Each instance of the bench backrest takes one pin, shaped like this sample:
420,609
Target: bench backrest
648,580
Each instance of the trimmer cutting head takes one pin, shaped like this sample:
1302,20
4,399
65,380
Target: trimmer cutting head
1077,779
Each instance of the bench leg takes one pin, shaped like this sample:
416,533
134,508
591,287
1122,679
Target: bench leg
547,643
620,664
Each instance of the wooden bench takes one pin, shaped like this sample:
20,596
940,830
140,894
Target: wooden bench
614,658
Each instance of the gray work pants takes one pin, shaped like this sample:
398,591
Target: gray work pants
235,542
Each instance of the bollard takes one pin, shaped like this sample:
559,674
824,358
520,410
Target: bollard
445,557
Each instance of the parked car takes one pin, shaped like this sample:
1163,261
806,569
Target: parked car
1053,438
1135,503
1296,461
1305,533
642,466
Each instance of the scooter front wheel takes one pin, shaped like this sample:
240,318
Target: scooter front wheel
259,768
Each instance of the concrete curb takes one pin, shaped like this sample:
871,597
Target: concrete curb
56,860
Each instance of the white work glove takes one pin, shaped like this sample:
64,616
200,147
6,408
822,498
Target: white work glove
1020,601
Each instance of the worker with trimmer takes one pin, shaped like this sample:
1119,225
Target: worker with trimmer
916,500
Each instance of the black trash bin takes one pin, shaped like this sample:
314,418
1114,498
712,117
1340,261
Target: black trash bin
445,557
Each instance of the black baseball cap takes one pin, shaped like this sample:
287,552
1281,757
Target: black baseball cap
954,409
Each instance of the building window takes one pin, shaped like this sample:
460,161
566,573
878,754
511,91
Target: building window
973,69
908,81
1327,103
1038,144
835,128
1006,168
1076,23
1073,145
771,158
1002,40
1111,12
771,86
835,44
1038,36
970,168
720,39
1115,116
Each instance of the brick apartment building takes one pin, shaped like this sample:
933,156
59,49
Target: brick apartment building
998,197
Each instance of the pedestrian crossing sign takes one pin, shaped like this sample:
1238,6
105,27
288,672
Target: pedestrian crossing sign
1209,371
—————
■ Short task
Print every entry exactly as written.

■ Answer to this exercise
Each instance of the bench backrest takes one pin, shaped like this sample:
420,609
Target: bench backrest
648,580
Each instance of the trimmer cutting head takes one pin, shaped like this sample:
1302,20
4,399
65,380
Target: trimmer cutting head
1077,779
Each instance of the bench leg takes one pin, shaped like this sample:
416,533
134,508
591,287
1122,679
Target: bench leg
547,643
620,664
Each instance of the wooden bench takes one pin, shaped like this sample:
20,596
940,830
140,894
Target: wooden bench
614,658
Each instance of the gray work pants takes one pin, shaped like this sample:
398,591
Target: gray work pants
235,542
Each instance of the bollard takes one pin, shaped like this sample:
559,674
824,358
520,410
Target: bollard
445,557
Each instance of the parked car takes one pin, shaped like this sample:
1163,261
806,569
Target: parked car
1053,438
1135,503
1296,461
1305,533
642,466
Each instance of the scooter front wheel takes one pin, shaped like this sample:
240,318
Target: scooter front wheel
259,768
Each instance of the concrete curb takes one pin, shaped like this sample:
871,597
Target: concrete curb
56,860
Each instance of the white work glove takes one pin, shaped like this sample:
64,616
200,147
6,408
822,498
Target: white work glove
1020,601
Each instance of the worker with trimmer takes one pin, shaped like this sample:
1119,225
Target: worker with trimmer
916,500
Each instance of the black trash bin takes one pin, shaped like this sample:
314,418
1114,498
712,117
1340,261
Target: black trash bin
445,557
Each instance of the black baseball cap takes one pin, shaped like this sample:
287,552
1281,757
Target: black baseball cap
954,409
Each instance of the building window takes one pin, shaped like this sample:
460,161
566,573
878,754
511,91
Target: building window
973,69
908,81
1327,103
1038,144
835,128
1006,168
1076,23
1073,145
771,158
1002,40
1111,12
771,86
835,44
1038,36
970,168
720,39
1115,116
Each instance of the brick apartment building takes one pin, shaped like this sample:
933,156
59,49
Target: brick apartment building
998,197
Each instance of the pedestrian crossing sign takes one pin, shaped like this sample:
1238,6
105,27
288,672
Target: pedestrian crossing sign
1209,371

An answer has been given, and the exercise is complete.